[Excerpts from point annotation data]
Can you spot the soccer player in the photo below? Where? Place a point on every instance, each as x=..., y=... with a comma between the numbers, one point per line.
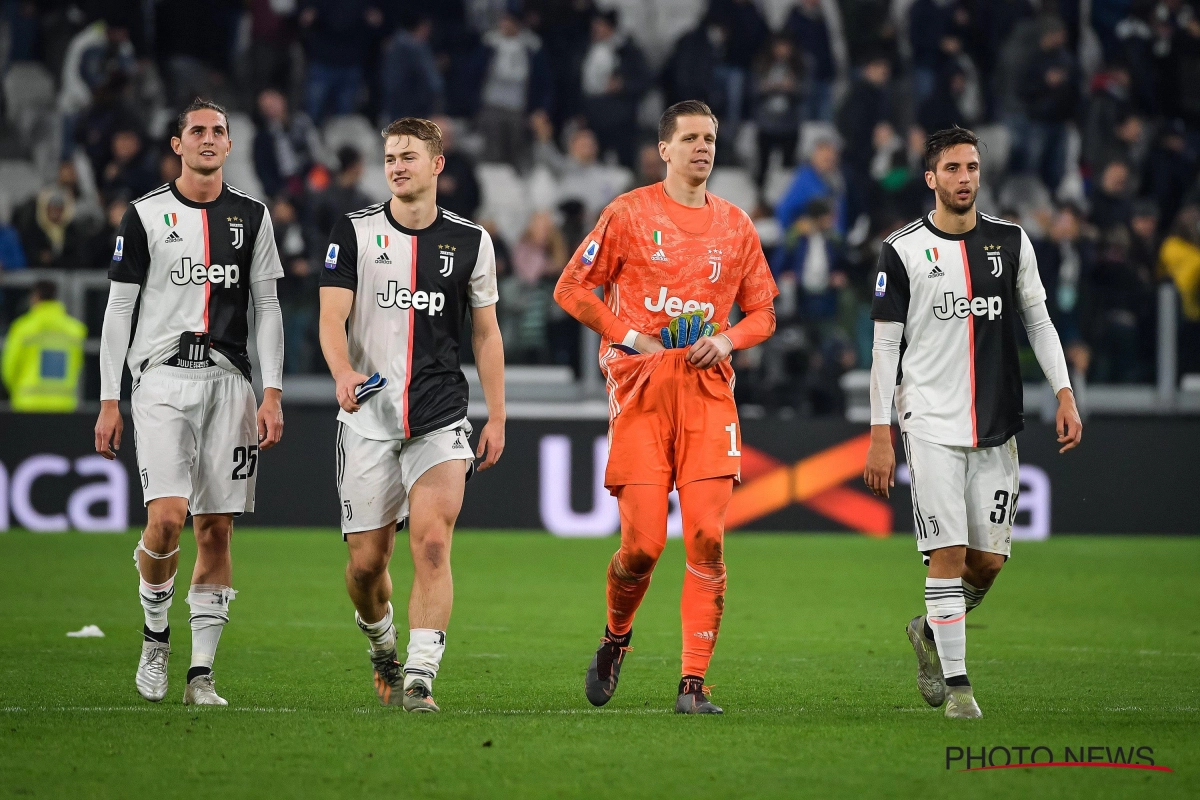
x=665, y=253
x=191, y=257
x=951, y=287
x=400, y=278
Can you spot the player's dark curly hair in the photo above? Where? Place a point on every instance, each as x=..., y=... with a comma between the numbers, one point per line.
x=683, y=108
x=197, y=104
x=942, y=140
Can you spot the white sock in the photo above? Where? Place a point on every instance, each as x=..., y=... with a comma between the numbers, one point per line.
x=156, y=602
x=425, y=649
x=972, y=595
x=948, y=618
x=210, y=612
x=382, y=633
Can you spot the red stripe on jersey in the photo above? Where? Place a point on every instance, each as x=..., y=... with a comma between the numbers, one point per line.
x=208, y=284
x=966, y=272
x=412, y=319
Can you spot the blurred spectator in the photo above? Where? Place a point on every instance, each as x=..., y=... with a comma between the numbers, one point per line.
x=99, y=58
x=298, y=289
x=1180, y=262
x=409, y=79
x=1113, y=197
x=335, y=37
x=127, y=172
x=651, y=167
x=285, y=144
x=516, y=84
x=43, y=355
x=273, y=35
x=1067, y=263
x=527, y=295
x=580, y=174
x=100, y=245
x=1050, y=91
x=49, y=233
x=779, y=94
x=12, y=254
x=457, y=186
x=809, y=29
x=615, y=77
x=341, y=197
x=820, y=178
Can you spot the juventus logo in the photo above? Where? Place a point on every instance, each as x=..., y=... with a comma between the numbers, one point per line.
x=997, y=266
x=447, y=253
x=714, y=260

**Written request:** Write out the records again with "Place a point" replaced by "Put a dot" everywhere and nothing else changed. Omit the pictures.

**Result of the exercise:**
Can you spot the soccer player in the photo below? Where? Put a dot on every instance, each as x=..., y=... with a comma between the numbers, one point per line.
x=665, y=253
x=191, y=257
x=951, y=287
x=400, y=278
Can you spot the player's dark curly hair in the photo above? Where? Put a dot on every instance, each as x=..., y=... with a comma between the numbers, one point per line.
x=683, y=108
x=197, y=104
x=942, y=140
Can you spot the white sock in the photo above? Where? Put a dot on every instance, each as x=..., y=... with a comma between the numbers, one point per line.
x=156, y=602
x=425, y=649
x=972, y=595
x=948, y=618
x=210, y=612
x=382, y=633
Can you spot the red stripe on jersey in the photo above? Where? Put a dot on every instance, each as x=..., y=... with a comma between the numbers, one point per line.
x=208, y=284
x=966, y=272
x=412, y=319
Can you spot the blurred spectator in the photo above? Where? Put a dot on every instance, each as x=..., y=... with a comma between the numbers, one point per line.
x=99, y=58
x=298, y=289
x=1180, y=262
x=409, y=79
x=1113, y=197
x=335, y=37
x=127, y=172
x=651, y=167
x=285, y=144
x=516, y=84
x=43, y=355
x=273, y=35
x=1067, y=263
x=527, y=295
x=580, y=174
x=100, y=245
x=1050, y=91
x=49, y=233
x=779, y=94
x=12, y=254
x=457, y=186
x=809, y=29
x=615, y=77
x=341, y=197
x=820, y=178
Can you spot the juventus logo in the photo above? Where? Put a dot on every instance, each as x=..., y=... with a comma between the numbers, one point per line.
x=997, y=266
x=447, y=253
x=714, y=260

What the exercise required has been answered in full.